- Prompt
Type out every line below exactly as it reads.

- Input material
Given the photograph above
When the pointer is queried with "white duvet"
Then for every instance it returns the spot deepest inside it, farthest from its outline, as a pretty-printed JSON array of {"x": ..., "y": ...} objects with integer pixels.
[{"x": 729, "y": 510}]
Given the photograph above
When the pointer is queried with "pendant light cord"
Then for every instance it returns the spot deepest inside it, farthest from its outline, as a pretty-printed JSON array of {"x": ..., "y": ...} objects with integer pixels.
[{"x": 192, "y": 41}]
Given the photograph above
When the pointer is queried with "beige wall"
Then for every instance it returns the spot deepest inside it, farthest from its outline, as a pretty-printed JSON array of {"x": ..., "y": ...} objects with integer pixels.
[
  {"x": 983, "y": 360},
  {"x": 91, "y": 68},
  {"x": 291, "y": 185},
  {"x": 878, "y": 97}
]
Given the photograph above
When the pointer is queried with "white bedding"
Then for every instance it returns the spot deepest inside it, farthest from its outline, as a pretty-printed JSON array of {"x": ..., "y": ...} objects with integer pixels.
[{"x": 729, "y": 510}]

- Output of the task
Given the photograph above
When the pointer is queried with "white duvet"
Then for every instance it returns the spot deepest inside it, farthest from its outline, as a pretty-printed JSON array of {"x": ..., "y": ...} objects with integer pixels.
[{"x": 729, "y": 510}]
Given the photograph above
When the pointer is queried with "pendant light cord"
Then for every instance it returns the spot deepest inside it, farthest from its outline, as a pretty-printed JSON array of {"x": ..., "y": ...} objects with integer pixels.
[{"x": 192, "y": 41}]
Given the photograph above
When the pointer is queried with "beige wall"
Then for every instance it returns the spot deepest inside it, farthest from its outline, as a pretty-printed JSON array of {"x": ..., "y": ...} objects with integer pixels.
[
  {"x": 983, "y": 360},
  {"x": 91, "y": 68},
  {"x": 291, "y": 185},
  {"x": 878, "y": 97}
]
Given the photograph above
When the pointer is queried with "white bedding"
Then for every instance it returns the spot deepest inside it, farthest from its outline, as a pretty-printed JSON array of {"x": ..., "y": ...} objects with integer pixels.
[{"x": 729, "y": 510}]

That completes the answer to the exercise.